Extract to read »
┄┄┄┄┄┄┄┄┄┄┄┄┄┄┄┄┄┄┄┄
#! /usr/bin/gawk -f
# Last edited on 2004-01-20 03:56:52 by stolfi

BEGIN {
  usage = ( ARGV[0] "\\\n" \
    "  -v bias=NUM \\\n" \
    "  -v minskew=NUM -v minhits=NUM \\\n" \
    "  < INFILE.wfr > OUTFILE.pms" \
  );
  # Input is a midfix-prefix-suffix frequency file, with fields {COUNT MID PRE SUF}.
  #  
  # Gathers all record with same {MID}, then for each pair of 
  # {PRE}s {A,B} and each pair of {SUF}s {X,Y}, evaluates the 
  # skewness of the quadruple. 
  # {COUNT MID PRE SUF} where {PRE·MID·SUF = WORD}. 
  # 
  # Only generates combinations where the {MID} field has at least
  # {minmid} elems; {PRE} has between 1 and {maxpre} elems, and
  # similarly for {SUF}.
  
  abort = -1;
  
  if (bias == "") { bias = 1; }
  if (minskew == "") { minskew = 0.10; }
  if (minhits == "") { minhits = 3; }
  omid = "";
  L2 = log(2.0);
  clear_tables();
}

(abort >= 0) { exit abort; }
    
/^[ ]*[0-9]/ {
  if (NF != 4) { data_error(("bad NF = " NF)); }
  ct = $1; mid = $2; pre = $3; suf = $4;
  if (mid != omid)
    { if (omid != "") { process_midfix(); clear_tables(); }
      omid = mid; 
    }
  if (! (pre in ct_pre)) { ct_pre[pre] = 0; pre_s[npre] = pre; npre++; }
  if (! (suf in ct_suf)) { ct_suf[suf] = 0; suf_s[nsuf] = suf; nsuf++; }
  ct_pre[pre] += ct;
  ct_suf[suf] += ct;
  ct_pair[pre,suf] = ct;
  ct_mid += ct;
  next;
}

END {
  if (abort >= 0) { exit abort; }
  if (omid != "") { process_midfix(); }
}

function clear_tables()
{
  npre = 0; split("", pre_s); split("", ct_pre);
  nsuf = 0; split("", suf_s); split("", ct_suf);
  split("", ct_pair);
  ct_mid = 0;
}

function process_midfix(   i,j,A,B,X,Y,nAX,nAY,nBX,nBY,nA,nB,nX,nY,n,d,s)
{
  if ((npre < 2) || (nsuf < 2) || (ct_mid < minhits)) { return; }
  printf "%7d %s\n", ct_mid, omid > "/dev/stderr";
  for (ia = 0; ia < npre; ia++)
    { A = pre_s[ia];
      if (ct_pre[A] >= minhits)
        { for (ib = ia+1; ib < npre; ib++)
            { B = pre_s[ib];
              if (ct_pre[B] >= minhits)
                { for (jx = 0; jx < nsuf; jx++) 
                    { X = suf_s[jx];
                      if (ct_suf[X] >= minhits)
                        { nAX = ct_pair[A,X];
                          nBX = ct_pair[B,X];
                          nX = nAX + nBX;
                          for (jy = 0; jy < nsuf; jy++) 
                            { Y = suf_s[jy];
                              if (ct_suf[Y] >= minhits)
                                { nAY = ct_pair[A,Y];
                                  nBY = ct_pair[B,Y];
                                  nY = nAY + nBY;
                                  nA = nAX + nAY;
                                  nB = nBX + nBY;
                                  if ((nA >= minhits) && (nB >= minhits) && (nX >= minhits) && (nY >= minhits))
┄┄┄┄┄┄┄┄┄┄┄┄┄┄┄┄┄┄┄┄
(Collection entries)
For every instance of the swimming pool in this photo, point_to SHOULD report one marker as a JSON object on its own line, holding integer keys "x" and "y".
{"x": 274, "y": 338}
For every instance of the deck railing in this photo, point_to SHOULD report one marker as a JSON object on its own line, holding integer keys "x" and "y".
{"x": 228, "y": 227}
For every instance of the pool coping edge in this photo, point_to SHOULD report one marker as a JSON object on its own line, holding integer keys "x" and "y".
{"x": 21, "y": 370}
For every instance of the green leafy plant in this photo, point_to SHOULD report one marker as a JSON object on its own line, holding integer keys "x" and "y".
┄┄┄┄┄┄┄┄┄┄┄┄┄┄┄┄┄┄┄┄
Set task »
Retype the stretch of the gawk script from "function clear_tables()" through "< npre; ia++)".

Solution »
function clear_tables()
{
  npre = 0; split("", pre_s); split("", ct_pre);
  nsuf = 0; split("", suf_s); split("", ct_suf);
  split("", ct_pair);
  ct_mid = 0;
}

function process_midfix(   i,j,A,B,X,Y,nAX,nAY,nBX,nBY,nA,nB,nX,nY,n,d,s)
{
  if ((npre < 2) || (nsuf < 2) || (ct_mid < minhits)) { return; }
  printf "%7d %s\n", ct_mid, omid > "/dev/stderr";
  for (ia = 0; ia < npre; ia++)